Document excerpt section start

Figure 3- Partipation and Collaboration
Figure 4- The concept of evaluation
Interdisciplinarity is considered as a must in the soundscape approach. In this case it was concerned with the collaboration of architects, acoustics engineers, environmental health specialists, psychologists, social scientists, and urban developers. The tasks are related to the local individual needs and are open to noise sensitive and other vulnerable groups. It is also concerned with cultural aspects and the relevance of natural soundscapes – sometimes referred to as quiet areas – which is obviously related to the highest level of needs.
Figure 5 – Soundscape – an interactive approach using the resources
Improving local soundscape quality?
Obviously, these new approaches and methods make it possible to learn about the process of perception and evaluation sufficiently as they take into account the context, ambiance, the usual interaction between noise and listener and the multidimensionality of noise perception.
By contrast, conventional methods often reduce the complexity of reality on controllable variables, which supposedly represent the scrutinized object. Furthermore, traditional tests neglect frequently the context-dependency of human perception; they only provide artificial realities and diminish the complexity of perception on merely predetermined values, which do not completely correspond with perceptual authenticity. However, perception and evaluations entirely depend on the respective influences of the acoustic and non-acoustic modifiers.
Following the comments and group discussion and also the results from the narrative interviews it could be defined why people prefer some places over the public place and why not. It also became clear how people experience the noise in the distance from the road and also with respect to social life and social control. One of the most important findings here is how people react to low frequency noise at the public place and how experiences and expectations work together. It becomes obvious that the most wanted sound in this area is based on wishes to escape the road traffic noise through natural sounds.

Document excerpt section end
Provided material section start

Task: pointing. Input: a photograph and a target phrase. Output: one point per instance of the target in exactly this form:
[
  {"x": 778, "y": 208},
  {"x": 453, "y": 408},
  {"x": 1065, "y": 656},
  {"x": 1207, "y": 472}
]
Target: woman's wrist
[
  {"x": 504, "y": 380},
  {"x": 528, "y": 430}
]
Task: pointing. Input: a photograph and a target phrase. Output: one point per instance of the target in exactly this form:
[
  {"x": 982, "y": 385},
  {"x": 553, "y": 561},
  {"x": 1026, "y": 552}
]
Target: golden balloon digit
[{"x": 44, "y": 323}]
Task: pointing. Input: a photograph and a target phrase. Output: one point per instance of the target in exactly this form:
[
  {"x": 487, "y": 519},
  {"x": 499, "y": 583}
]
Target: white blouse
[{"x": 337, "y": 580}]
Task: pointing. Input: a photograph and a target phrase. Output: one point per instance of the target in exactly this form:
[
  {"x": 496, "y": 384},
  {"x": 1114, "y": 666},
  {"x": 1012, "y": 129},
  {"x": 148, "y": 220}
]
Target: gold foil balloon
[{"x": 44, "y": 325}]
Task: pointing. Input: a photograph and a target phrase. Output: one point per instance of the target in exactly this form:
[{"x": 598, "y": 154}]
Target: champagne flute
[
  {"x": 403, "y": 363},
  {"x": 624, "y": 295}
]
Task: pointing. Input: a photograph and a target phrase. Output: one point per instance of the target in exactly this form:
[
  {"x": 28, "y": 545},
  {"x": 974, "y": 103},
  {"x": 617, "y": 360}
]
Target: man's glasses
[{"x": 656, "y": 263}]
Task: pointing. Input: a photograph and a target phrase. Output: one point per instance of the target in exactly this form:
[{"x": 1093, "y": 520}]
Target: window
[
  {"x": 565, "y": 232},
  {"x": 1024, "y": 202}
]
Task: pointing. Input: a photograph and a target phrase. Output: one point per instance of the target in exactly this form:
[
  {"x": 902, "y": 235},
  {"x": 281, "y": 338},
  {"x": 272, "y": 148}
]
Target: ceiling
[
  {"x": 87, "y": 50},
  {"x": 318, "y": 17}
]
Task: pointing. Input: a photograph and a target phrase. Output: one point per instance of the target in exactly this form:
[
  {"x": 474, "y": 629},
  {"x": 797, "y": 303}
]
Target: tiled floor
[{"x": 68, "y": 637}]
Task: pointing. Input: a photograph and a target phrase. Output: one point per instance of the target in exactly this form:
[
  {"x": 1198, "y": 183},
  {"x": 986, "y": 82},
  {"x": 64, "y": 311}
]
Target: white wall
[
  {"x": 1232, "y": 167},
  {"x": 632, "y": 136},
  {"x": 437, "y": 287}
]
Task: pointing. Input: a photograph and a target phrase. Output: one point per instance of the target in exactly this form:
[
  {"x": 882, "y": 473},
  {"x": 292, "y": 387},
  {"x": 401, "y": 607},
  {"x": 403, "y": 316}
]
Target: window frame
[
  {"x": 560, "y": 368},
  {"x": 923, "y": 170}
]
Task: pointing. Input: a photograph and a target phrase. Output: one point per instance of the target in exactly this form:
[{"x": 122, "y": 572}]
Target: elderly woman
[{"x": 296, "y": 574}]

Provided material section end

▶ Exercise requirements:
a – In the soundscape text, which professions collaborated in the interdisciplinary work?
b – Write the next few sentences of the soundscape text, continuing after its final sentence.
The records are not needed for what follows.

▶ Set of answers:
a – Architects, acoustics engineers, environmental health specialists, psychologists, social scientists, and urban developers collaborated.

b –
Figure 6- Selected sounds for audio islands
Reshaping the place based on people’s expertise
Relying on the combined evaluation procedures the place was reshaped installing a gabion wall along one of the main roads and further more audio islands like have been built that integrated the sounds people would like to enjoy when using the place. While the gabion wall protects against noise around the playground, the new installed audio islands provide nature sounds as selected by the people involved in the Soundscape approach.
Figure 7 –Installation of the sounds
Figure 8 – The new place
The process of tuning of urban areas with respect to the expertise of people’s mind and quality of life is related to the strategy of triangulation and provides the theoretical frame with regard to the solution of e.g. the change in an area. In other words: Approaching the field in this holistic manner is generally needed.
An effective and sustainable reduction of the number of highly annoyed people caused by noise is only possible with further scientific endeavors in the area of methods development and research of noise effects. Noise maps providing further information can help to obtain a deeper understanding of noise reactions and can help to reliably identify perception-related hot spots. Psychoacoustic maps are particularly interesting in areas where the noise levels are marginal below the noise level limits and offer an additional interpretation help with respect to the identification of required noise abatement measures.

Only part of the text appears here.